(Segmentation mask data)
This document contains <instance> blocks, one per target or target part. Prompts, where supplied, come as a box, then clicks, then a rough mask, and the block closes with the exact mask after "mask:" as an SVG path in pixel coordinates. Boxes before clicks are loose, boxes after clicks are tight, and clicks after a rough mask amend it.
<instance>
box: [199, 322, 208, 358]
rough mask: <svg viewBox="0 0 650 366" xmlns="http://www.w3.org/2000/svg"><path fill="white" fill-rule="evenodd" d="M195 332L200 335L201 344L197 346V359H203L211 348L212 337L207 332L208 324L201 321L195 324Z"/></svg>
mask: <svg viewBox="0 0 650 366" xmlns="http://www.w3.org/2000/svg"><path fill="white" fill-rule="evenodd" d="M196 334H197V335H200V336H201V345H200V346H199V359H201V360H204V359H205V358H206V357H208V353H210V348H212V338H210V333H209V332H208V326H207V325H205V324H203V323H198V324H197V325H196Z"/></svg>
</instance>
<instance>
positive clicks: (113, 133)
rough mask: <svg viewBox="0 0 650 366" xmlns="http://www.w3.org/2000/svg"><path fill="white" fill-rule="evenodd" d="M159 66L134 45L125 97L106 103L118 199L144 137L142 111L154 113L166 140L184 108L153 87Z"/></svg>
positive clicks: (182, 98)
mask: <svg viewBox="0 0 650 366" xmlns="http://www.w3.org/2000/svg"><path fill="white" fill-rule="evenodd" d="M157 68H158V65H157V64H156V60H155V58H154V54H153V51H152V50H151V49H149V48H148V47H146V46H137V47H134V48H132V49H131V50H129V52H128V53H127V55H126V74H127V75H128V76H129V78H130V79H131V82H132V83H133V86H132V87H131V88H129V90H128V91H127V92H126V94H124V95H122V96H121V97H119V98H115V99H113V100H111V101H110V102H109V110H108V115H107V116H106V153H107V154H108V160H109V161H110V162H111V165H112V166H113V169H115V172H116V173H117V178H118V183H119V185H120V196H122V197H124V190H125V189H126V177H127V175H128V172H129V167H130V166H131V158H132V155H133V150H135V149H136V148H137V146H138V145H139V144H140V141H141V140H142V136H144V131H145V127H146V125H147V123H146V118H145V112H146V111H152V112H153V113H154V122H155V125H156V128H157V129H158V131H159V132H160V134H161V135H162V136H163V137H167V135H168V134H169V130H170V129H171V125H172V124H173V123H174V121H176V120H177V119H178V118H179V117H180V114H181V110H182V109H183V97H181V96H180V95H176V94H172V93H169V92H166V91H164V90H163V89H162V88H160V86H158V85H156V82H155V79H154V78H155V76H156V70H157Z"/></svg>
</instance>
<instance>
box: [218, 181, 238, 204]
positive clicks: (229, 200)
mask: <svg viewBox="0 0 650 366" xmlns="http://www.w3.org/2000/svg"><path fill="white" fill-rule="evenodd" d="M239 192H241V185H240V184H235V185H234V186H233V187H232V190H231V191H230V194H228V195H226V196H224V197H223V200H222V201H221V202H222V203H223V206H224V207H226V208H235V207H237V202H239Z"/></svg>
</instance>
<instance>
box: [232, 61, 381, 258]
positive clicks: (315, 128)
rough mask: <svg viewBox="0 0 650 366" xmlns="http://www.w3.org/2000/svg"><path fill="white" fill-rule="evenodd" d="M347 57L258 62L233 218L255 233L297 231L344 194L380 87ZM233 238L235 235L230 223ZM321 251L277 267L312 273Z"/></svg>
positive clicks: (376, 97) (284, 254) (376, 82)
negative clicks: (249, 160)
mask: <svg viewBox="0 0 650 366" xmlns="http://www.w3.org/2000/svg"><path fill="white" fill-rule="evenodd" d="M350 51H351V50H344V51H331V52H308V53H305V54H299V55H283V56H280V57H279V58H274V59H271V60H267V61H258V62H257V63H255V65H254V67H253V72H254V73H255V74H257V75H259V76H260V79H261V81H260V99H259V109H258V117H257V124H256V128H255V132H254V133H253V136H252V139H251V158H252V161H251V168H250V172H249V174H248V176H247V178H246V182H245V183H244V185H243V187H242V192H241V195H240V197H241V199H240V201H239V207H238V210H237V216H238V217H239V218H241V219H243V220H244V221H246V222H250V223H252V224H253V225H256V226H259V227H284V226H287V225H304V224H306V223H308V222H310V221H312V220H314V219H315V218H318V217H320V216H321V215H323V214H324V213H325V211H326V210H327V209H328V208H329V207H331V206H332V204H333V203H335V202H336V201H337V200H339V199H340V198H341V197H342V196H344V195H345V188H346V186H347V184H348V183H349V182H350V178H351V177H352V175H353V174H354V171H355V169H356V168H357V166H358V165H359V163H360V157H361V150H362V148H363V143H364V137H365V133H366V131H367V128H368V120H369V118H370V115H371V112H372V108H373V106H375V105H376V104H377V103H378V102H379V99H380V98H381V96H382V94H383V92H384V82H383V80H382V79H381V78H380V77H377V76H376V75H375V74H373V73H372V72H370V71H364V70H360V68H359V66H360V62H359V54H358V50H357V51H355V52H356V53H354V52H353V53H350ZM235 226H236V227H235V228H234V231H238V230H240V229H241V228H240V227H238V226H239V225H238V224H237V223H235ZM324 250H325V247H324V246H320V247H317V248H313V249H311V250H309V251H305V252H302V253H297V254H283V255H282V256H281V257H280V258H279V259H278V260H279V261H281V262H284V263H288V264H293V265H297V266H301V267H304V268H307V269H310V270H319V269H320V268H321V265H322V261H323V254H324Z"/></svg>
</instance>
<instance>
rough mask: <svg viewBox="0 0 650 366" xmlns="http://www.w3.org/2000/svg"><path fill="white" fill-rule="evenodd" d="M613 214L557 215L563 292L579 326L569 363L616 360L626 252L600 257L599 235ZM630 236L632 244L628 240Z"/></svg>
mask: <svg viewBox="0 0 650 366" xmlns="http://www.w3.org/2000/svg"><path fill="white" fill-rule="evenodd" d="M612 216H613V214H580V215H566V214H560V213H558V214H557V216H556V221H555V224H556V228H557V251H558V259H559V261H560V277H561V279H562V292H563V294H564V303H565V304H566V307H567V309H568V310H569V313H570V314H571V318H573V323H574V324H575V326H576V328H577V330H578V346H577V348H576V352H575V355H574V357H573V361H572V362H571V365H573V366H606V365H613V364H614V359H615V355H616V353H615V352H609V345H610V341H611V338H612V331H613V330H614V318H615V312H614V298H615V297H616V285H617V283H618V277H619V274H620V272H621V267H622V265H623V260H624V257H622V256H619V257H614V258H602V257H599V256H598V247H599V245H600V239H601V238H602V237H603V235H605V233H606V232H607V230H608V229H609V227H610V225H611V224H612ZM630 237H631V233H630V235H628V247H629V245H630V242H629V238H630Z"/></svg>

_Your assignment_
In this exercise, the data above is to be printed exactly.

_Exercise solution_
This document contains <instance> blocks, one per target or target part. Prompts, where supplied, come as a box, then clicks, then a rough mask, and the block closes with the exact mask after "mask:" as an SVG path in pixel coordinates. Boxes before clicks are loose, boxes after clicks are tight, and clicks after a rough mask amend it.
<instance>
box: [199, 322, 208, 358]
rough mask: <svg viewBox="0 0 650 366" xmlns="http://www.w3.org/2000/svg"><path fill="white" fill-rule="evenodd" d="M195 332L200 335L201 344L197 346V359H203L211 348L212 337L207 332L208 324L201 321L195 324Z"/></svg>
mask: <svg viewBox="0 0 650 366" xmlns="http://www.w3.org/2000/svg"><path fill="white" fill-rule="evenodd" d="M196 334H197V335H200V336H201V345H200V346H199V359H201V360H204V359H205V358H206V357H208V353H210V348H212V338H210V333H209V332H208V326H207V325H205V324H203V323H198V324H197V325H196Z"/></svg>
</instance>
<instance>
positive clicks: (113, 133)
rough mask: <svg viewBox="0 0 650 366" xmlns="http://www.w3.org/2000/svg"><path fill="white" fill-rule="evenodd" d="M159 66L134 45L125 97L106 103L118 199L144 137L142 111L154 113L166 140L184 108L153 87Z"/></svg>
positive clicks: (182, 98)
mask: <svg viewBox="0 0 650 366" xmlns="http://www.w3.org/2000/svg"><path fill="white" fill-rule="evenodd" d="M157 68H158V65H157V64H156V60H155V58H154V54H153V51H152V50H151V49H149V48H148V47H146V46H137V47H134V48H132V49H131V50H129V52H128V53H127V55H126V74H127V75H128V76H129V78H130V79H131V82H132V83H133V86H132V87H131V88H129V90H128V91H127V92H126V94H124V95H122V96H121V97H119V98H115V99H113V100H111V101H110V102H109V110H108V115H107V116H106V153H107V154H108V160H109V161H110V162H111V165H112V166H113V169H115V172H116V173H117V178H118V183H119V185H120V196H122V197H124V190H125V189H126V177H127V175H128V172H129V167H130V166H131V158H132V155H133V150H135V149H136V148H137V146H138V145H139V144H140V141H141V140H142V136H144V131H145V127H146V125H147V123H146V118H145V112H146V111H152V112H153V113H154V122H155V125H156V128H157V129H158V131H159V132H160V134H161V135H162V136H163V137H167V135H168V134H169V130H170V129H171V125H172V124H173V123H174V121H176V120H177V119H178V118H179V117H180V114H181V110H182V109H183V97H181V96H180V95H176V94H172V93H169V92H166V91H164V90H163V89H162V88H160V86H158V85H156V82H155V79H154V78H155V76H156V70H157Z"/></svg>
</instance>
<instance>
box: [218, 181, 238, 204]
positive clicks: (229, 200)
mask: <svg viewBox="0 0 650 366" xmlns="http://www.w3.org/2000/svg"><path fill="white" fill-rule="evenodd" d="M239 192H241V185H240V184H235V185H234V186H233V187H232V190H231V191H230V194H228V195H226V196H224V197H223V200H222V201H221V202H222V203H223V206H224V207H226V208H235V207H237V202H239Z"/></svg>
</instance>
<instance>
box: [232, 61, 381, 258]
positive clicks: (315, 128)
rough mask: <svg viewBox="0 0 650 366" xmlns="http://www.w3.org/2000/svg"><path fill="white" fill-rule="evenodd" d="M347 57L258 62L233 218L255 233L297 231L344 194L380 87ZM233 238L235 235L230 223ZM321 251L277 267L312 273Z"/></svg>
positive clicks: (376, 97) (284, 254) (376, 82)
negative clicks: (249, 160)
mask: <svg viewBox="0 0 650 366" xmlns="http://www.w3.org/2000/svg"><path fill="white" fill-rule="evenodd" d="M350 51H351V50H344V51H331V52H308V53H305V54H299V55H283V56H280V57H279V58H274V59H271V60H267V61H258V62H257V63H255V65H254V67H253V72H254V73H255V74H257V75H259V76H260V79H261V81H260V99H259V109H258V117H257V124H256V128H255V132H254V133H253V136H252V139H251V158H252V161H251V168H250V172H249V174H248V176H247V178H246V182H245V183H244V185H243V187H242V192H241V195H240V197H241V199H240V201H239V207H238V210H237V216H238V217H239V218H241V219H243V220H244V221H246V222H250V223H252V224H253V225H256V226H259V227H284V226H287V225H304V224H306V223H308V222H310V221H312V220H314V219H315V218H318V217H320V216H321V215H323V214H324V213H325V211H326V210H327V209H328V208H329V207H331V206H332V204H333V203H335V202H336V201H337V200H339V199H340V198H341V197H342V196H344V195H345V188H346V186H347V184H348V183H349V182H350V178H351V177H352V175H353V174H354V171H355V169H356V168H357V166H358V165H359V163H360V157H361V150H362V148H363V143H364V137H365V133H366V131H367V128H368V120H369V118H370V115H371V112H372V108H373V106H375V105H376V104H377V103H378V102H379V99H380V98H381V96H382V94H383V92H384V82H383V80H382V79H381V78H380V77H377V76H376V75H375V74H373V73H372V72H370V71H364V70H360V68H359V66H360V62H359V54H358V50H357V51H355V52H356V53H354V52H353V53H350ZM235 226H236V227H235V228H234V231H238V230H240V229H241V228H240V227H238V226H239V225H238V224H237V223H235ZM324 250H325V247H324V246H320V247H317V248H313V249H311V250H309V251H305V252H302V253H297V254H283V255H282V256H281V257H280V258H279V259H278V260H279V261H281V262H284V263H288V264H293V265H297V266H301V267H304V268H307V269H310V270H319V269H320V268H321V265H322V261H323V254H324Z"/></svg>
</instance>
<instance>
rough mask: <svg viewBox="0 0 650 366" xmlns="http://www.w3.org/2000/svg"><path fill="white" fill-rule="evenodd" d="M613 214L557 215L563 292L579 326L569 363L616 360L626 252L600 257L599 235ZM630 236L632 244L628 240Z"/></svg>
mask: <svg viewBox="0 0 650 366" xmlns="http://www.w3.org/2000/svg"><path fill="white" fill-rule="evenodd" d="M612 216H613V214H580V215H566V214H560V213H558V214H557V216H556V221H555V224H556V228H557V251H558V259H559V261H560V277H561V279H562V292H563V294H564V303H565V304H566V307H567V309H568V310H569V313H570V314H571V318H573V323H574V324H575V326H576V328H577V330H578V346H577V348H576V352H575V355H574V357H573V361H572V362H571V365H573V366H606V365H613V364H614V359H615V355H616V353H615V352H609V345H610V341H611V338H612V331H613V330H614V318H615V312H614V298H615V297H616V285H617V283H618V277H619V274H620V272H621V267H622V265H623V260H624V257H622V256H619V257H614V258H602V257H599V256H598V247H599V245H600V239H601V238H602V237H603V235H605V233H606V232H607V230H608V229H609V227H610V225H611V224H612ZM630 237H631V233H630V235H628V247H629V245H630V242H629V238H630Z"/></svg>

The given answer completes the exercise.